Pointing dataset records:
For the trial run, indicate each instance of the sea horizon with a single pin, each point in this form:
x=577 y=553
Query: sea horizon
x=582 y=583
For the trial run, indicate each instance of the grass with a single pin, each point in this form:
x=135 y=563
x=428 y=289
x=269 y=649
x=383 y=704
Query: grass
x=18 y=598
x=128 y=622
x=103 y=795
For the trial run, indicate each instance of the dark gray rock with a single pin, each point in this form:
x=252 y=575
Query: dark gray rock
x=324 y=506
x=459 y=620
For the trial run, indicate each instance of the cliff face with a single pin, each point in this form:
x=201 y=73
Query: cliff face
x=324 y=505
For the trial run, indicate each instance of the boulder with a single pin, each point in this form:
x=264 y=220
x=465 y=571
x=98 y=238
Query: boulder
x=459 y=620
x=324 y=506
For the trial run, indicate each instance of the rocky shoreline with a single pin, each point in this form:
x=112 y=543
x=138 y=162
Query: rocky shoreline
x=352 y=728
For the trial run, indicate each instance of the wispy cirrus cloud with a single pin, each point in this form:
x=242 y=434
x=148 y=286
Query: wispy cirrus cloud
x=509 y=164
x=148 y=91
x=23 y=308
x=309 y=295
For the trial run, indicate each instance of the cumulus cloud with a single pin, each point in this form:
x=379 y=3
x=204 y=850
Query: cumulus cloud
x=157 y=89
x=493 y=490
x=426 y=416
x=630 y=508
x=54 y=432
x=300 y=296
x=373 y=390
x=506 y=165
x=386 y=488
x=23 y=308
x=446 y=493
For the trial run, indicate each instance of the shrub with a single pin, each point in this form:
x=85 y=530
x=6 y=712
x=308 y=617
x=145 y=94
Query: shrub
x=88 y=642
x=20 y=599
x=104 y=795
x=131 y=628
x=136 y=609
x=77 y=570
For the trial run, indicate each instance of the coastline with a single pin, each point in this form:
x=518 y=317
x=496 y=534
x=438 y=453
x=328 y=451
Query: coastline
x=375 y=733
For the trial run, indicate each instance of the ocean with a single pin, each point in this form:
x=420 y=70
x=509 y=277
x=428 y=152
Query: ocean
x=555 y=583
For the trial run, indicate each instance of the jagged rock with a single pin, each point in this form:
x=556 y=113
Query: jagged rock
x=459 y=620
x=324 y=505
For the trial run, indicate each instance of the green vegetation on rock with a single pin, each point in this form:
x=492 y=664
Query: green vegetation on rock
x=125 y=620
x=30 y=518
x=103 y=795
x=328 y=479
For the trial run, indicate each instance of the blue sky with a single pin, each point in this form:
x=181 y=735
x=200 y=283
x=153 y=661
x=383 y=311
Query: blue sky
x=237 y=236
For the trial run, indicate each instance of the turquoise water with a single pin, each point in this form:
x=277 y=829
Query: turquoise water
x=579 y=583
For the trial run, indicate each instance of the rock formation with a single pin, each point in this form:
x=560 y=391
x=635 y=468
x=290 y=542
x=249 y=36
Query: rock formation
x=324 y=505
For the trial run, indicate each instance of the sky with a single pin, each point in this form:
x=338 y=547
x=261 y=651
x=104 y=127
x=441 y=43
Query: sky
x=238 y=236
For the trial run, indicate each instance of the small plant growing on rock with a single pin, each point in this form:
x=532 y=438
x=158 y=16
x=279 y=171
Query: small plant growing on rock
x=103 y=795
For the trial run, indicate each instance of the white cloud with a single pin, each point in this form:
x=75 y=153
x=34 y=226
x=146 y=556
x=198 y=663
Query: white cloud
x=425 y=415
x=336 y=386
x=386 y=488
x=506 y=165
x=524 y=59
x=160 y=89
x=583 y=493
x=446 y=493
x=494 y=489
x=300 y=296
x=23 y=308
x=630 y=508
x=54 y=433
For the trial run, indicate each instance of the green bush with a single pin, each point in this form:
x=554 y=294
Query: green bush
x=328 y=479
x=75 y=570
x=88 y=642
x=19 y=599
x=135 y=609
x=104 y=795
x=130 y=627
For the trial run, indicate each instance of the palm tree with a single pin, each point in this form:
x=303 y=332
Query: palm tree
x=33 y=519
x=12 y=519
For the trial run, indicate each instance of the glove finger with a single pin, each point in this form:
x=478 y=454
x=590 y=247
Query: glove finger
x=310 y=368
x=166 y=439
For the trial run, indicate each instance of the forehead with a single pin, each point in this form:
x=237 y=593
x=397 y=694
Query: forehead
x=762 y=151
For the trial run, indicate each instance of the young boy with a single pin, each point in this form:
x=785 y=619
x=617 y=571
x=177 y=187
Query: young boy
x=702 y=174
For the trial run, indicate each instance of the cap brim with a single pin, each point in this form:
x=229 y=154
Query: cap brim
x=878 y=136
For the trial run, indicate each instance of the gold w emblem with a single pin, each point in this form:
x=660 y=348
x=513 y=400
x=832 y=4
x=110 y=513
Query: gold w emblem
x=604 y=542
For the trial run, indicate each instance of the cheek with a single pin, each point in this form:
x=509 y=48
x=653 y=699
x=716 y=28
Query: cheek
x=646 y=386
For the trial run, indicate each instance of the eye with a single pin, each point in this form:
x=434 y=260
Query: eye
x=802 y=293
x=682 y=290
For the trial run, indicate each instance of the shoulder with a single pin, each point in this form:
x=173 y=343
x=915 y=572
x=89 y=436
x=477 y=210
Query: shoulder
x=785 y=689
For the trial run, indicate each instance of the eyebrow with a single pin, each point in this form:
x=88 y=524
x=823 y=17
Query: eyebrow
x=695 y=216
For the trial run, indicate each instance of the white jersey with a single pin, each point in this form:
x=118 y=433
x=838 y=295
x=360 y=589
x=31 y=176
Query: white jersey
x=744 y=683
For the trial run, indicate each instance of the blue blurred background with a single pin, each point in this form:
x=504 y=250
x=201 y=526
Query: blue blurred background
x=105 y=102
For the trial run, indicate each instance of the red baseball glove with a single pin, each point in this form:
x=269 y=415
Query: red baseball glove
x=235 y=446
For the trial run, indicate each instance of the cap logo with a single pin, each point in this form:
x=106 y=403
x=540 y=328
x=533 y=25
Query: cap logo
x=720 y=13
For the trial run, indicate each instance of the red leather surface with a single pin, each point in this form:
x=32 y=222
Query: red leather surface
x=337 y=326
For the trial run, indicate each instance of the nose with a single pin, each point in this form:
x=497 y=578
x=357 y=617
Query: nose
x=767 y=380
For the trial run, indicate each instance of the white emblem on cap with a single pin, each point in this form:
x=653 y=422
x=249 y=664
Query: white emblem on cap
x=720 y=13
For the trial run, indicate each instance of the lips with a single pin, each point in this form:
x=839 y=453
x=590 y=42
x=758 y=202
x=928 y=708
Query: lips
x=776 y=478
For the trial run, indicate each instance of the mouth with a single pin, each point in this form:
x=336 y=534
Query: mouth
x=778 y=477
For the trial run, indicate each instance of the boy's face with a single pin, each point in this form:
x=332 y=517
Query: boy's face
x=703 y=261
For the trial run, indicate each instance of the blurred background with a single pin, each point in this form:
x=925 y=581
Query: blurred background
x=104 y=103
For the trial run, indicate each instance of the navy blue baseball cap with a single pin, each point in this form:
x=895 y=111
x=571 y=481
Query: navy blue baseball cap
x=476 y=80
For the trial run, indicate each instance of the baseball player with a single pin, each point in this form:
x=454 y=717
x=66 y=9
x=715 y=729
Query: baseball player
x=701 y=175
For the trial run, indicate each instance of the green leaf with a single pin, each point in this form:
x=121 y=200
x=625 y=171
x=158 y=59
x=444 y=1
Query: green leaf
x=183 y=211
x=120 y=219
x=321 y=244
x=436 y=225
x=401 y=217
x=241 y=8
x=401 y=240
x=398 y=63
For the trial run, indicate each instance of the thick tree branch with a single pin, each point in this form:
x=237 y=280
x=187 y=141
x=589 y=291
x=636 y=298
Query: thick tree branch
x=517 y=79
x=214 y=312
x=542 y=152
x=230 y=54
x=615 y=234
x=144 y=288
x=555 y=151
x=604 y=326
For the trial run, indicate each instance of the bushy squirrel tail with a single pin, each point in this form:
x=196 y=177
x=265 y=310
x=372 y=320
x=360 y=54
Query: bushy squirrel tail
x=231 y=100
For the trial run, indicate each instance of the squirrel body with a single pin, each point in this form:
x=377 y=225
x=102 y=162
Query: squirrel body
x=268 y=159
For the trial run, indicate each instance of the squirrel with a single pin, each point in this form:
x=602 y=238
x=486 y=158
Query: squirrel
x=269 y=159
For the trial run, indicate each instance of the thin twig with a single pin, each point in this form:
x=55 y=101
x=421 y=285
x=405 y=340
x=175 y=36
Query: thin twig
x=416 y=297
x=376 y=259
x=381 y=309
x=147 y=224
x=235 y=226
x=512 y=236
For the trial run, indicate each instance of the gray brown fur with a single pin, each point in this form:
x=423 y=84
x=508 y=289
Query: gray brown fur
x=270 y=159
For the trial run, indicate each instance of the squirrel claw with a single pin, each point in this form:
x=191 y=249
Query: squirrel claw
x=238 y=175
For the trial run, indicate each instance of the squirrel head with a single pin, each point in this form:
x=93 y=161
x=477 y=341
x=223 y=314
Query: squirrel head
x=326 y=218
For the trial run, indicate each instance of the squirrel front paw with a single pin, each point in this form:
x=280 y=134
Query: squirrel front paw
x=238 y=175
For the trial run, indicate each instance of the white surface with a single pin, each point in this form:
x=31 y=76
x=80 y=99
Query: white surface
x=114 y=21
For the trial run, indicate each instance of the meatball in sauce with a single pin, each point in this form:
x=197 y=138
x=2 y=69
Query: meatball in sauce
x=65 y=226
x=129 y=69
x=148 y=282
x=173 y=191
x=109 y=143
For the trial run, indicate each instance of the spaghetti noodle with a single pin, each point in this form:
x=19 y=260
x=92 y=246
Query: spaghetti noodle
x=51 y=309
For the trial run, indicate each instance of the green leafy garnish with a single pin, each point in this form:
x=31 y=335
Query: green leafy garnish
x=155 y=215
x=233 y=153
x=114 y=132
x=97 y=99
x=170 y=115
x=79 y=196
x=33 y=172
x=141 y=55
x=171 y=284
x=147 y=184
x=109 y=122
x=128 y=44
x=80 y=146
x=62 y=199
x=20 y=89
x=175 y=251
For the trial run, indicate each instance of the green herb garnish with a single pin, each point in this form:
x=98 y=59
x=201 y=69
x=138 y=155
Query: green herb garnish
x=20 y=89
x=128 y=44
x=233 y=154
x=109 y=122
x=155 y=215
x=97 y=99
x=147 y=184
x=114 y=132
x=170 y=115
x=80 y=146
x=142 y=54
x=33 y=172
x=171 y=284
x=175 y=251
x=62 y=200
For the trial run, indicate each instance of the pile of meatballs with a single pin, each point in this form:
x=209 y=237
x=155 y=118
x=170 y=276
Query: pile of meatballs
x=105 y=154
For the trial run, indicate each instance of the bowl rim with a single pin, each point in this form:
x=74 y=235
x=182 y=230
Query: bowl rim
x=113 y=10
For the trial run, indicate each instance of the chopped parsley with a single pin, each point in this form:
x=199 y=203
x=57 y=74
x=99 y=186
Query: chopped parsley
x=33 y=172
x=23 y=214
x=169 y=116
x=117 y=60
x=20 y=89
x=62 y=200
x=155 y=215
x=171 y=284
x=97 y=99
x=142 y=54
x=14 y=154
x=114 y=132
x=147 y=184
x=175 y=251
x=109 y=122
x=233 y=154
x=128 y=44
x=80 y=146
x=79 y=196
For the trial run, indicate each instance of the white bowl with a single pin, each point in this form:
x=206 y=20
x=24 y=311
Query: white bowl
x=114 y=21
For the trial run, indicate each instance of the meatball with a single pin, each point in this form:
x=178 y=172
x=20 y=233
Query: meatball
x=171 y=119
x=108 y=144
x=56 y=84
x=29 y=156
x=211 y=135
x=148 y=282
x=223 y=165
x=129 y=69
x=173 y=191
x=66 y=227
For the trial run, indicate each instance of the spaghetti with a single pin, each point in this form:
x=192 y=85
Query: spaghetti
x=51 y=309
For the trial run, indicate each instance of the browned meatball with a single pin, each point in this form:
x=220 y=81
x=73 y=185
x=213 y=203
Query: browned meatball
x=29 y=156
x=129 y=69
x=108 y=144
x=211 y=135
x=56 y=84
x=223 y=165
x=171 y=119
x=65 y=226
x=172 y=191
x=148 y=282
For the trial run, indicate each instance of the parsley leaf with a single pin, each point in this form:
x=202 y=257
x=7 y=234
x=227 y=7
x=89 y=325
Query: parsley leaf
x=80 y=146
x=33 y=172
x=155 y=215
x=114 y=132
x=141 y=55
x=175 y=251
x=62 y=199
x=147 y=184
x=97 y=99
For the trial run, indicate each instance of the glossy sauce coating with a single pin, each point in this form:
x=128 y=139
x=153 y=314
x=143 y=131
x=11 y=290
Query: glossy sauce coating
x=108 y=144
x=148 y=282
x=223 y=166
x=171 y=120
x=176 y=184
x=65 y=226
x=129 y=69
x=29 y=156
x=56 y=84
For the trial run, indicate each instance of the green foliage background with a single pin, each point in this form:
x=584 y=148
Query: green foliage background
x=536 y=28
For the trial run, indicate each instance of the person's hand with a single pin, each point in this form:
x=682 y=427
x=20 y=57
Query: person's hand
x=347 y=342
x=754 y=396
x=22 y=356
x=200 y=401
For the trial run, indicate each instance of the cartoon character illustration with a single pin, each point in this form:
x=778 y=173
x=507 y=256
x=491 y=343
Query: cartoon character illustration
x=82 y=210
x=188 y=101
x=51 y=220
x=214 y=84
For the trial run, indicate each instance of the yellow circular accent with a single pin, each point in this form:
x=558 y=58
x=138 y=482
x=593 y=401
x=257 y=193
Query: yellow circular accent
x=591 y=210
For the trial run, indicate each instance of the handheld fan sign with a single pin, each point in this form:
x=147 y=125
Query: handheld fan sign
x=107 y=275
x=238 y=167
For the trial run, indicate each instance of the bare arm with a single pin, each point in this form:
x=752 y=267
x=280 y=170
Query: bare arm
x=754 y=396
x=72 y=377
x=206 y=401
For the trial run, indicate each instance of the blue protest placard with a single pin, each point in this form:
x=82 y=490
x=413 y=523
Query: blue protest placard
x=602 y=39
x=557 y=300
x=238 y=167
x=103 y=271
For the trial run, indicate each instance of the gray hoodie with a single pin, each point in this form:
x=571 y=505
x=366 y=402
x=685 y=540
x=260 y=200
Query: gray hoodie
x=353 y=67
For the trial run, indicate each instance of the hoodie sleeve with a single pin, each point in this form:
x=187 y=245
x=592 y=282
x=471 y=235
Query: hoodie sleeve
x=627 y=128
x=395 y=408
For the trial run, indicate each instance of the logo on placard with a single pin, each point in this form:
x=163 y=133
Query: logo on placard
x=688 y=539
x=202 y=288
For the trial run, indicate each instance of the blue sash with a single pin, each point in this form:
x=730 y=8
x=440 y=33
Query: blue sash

→ **Instructions for the task**
Could you quote, exactly as they appear, the line containing "For the trial run, indicate each instance of the handheld" and every line after it to the end of the records above?

→ **Result**
For the trial run, indicate each instance of the handheld fan sign with a single pin, each point in this form:
x=147 y=125
Query: handheld fan sign
x=107 y=275
x=238 y=167
For the trial run, indicate each instance of the bare arm with a single pin, each point in this form:
x=752 y=267
x=280 y=170
Query: bare arm
x=754 y=396
x=72 y=377
x=206 y=401
For the trial run, indicate each instance of the blue protest placard with a single pin, each point in this form:
x=82 y=490
x=413 y=523
Query: blue protest placard
x=602 y=39
x=557 y=300
x=238 y=167
x=103 y=271
For the trial run, indicate each instance of the gray hoodie with a single pin, each point in this form:
x=571 y=505
x=366 y=402
x=685 y=540
x=260 y=200
Query: gray hoodie
x=353 y=67
For the trial run, indicate each instance of the hoodie sleeve with a single pin, each point in this form:
x=187 y=245
x=592 y=282
x=471 y=235
Query: hoodie sleeve
x=627 y=128
x=395 y=408
For the trial run, indicate each instance of the logo on placard with a single pin, each point in this form:
x=163 y=133
Query: logo on placard
x=688 y=539
x=202 y=288
For the trial run, indicate each instance of the blue sash with a single pin, each point in this form:
x=730 y=8
x=440 y=33
Query: blue sash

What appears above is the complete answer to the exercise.